Prompt
Express the stretch of records from the start through the line containing "[[[268,170],[268,151],[265,151],[265,170]]]" as a two-column CSV with the columns input and output. Give one row per record with its text and its answer, each in a single quoted field with line breaks replaced by spaces.
━━━━━ Dataset excerpts ━━━━━
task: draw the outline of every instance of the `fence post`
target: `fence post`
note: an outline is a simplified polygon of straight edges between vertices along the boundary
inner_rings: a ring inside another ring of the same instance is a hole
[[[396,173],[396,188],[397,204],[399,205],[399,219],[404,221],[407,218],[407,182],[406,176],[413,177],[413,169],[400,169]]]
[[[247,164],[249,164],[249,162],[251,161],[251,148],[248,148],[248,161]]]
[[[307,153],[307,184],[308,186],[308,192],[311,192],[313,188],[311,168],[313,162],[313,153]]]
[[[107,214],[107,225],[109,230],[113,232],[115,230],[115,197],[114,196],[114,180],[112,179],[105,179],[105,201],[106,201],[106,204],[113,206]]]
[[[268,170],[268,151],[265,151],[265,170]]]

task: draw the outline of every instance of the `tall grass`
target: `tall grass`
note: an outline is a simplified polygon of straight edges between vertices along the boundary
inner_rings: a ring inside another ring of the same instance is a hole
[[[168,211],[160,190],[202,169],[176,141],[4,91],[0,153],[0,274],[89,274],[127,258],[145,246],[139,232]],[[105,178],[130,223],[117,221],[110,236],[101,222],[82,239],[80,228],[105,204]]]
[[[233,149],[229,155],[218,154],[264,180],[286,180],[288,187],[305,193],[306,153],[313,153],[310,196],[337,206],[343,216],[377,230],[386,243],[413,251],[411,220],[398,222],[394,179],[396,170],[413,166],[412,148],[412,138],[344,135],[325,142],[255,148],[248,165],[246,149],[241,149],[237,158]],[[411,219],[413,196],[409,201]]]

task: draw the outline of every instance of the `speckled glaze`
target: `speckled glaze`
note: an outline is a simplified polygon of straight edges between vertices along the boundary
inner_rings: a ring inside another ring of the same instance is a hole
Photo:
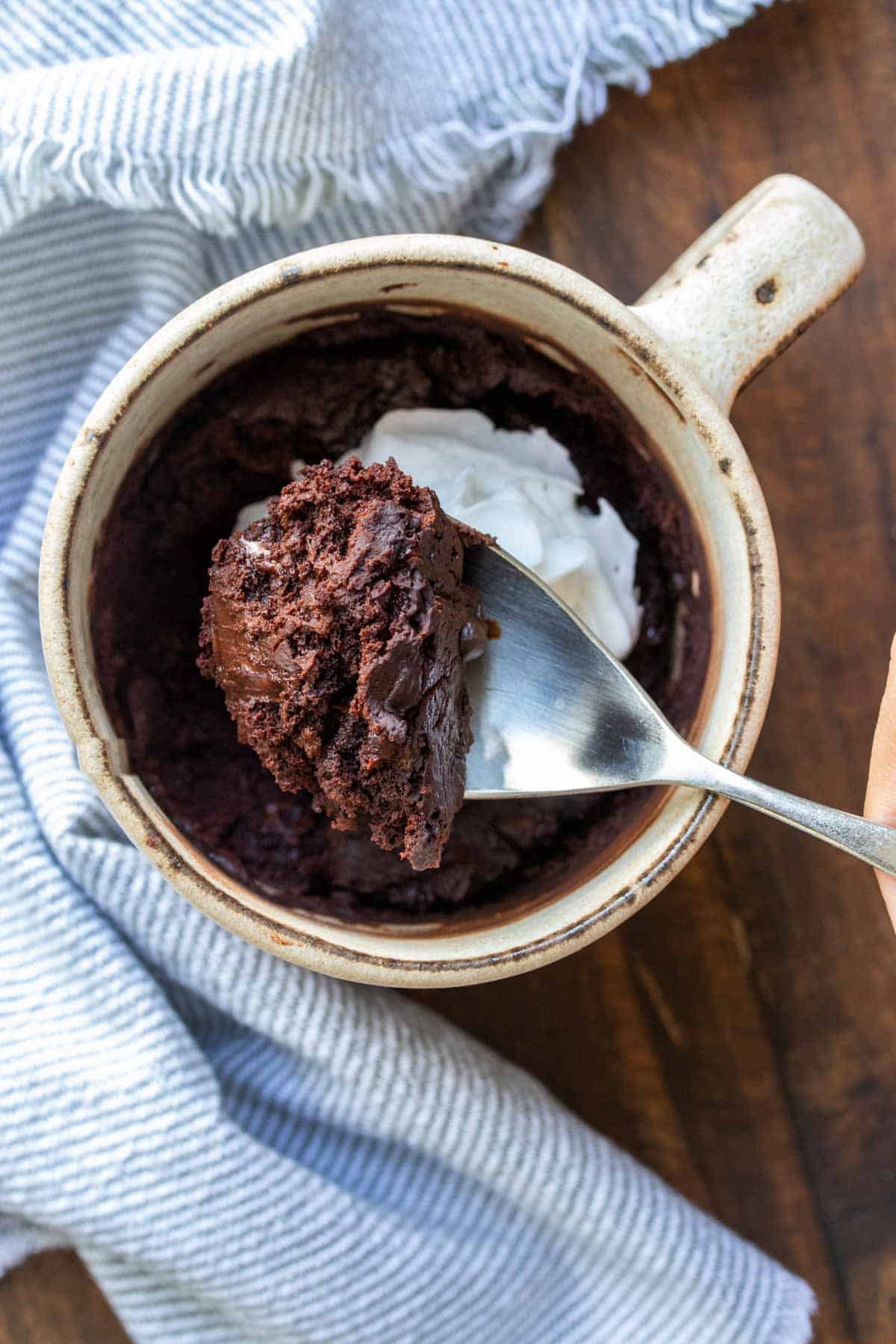
[[[668,790],[646,825],[587,882],[476,922],[375,927],[283,910],[199,853],[153,801],[102,703],[90,644],[93,551],[130,465],[165,421],[231,364],[353,306],[461,306],[521,327],[535,345],[610,386],[657,445],[707,552],[713,645],[692,734],[743,770],[771,691],[779,581],[766,505],[728,421],[739,388],[850,284],[864,259],[844,212],[772,177],[703,235],[633,308],[555,262],[442,235],[371,238],[287,257],[187,308],[97,402],[66,461],[40,566],[44,653],[82,769],[173,886],[224,927],[314,970],[386,985],[517,974],[602,937],[653,899],[724,802]]]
━━━━━
Complete answer
input,output
"task: draw the outline of every instance of the `fence post` target: `fence post` note: an outline is a simplified polygon of straight edges between vertices along the boundary inner_rings: a ring inside another ring of the same instance is a hole","[[[396,173],[396,188],[397,204],[399,205],[399,219],[404,221],[407,218],[407,182],[406,176],[413,177],[413,169],[400,169]]] [[[247,164],[249,164],[249,162],[251,161],[251,148],[248,148],[248,161]]] [[[307,153],[307,184],[308,186],[308,192],[311,192],[313,188],[311,168],[313,162],[313,153]]] [[[107,214],[107,225],[109,230],[113,232],[115,230],[115,197],[114,196],[114,180],[112,179],[105,179],[105,201],[106,201],[106,204],[113,206]]] [[[268,170],[268,151],[265,151],[265,170]]]"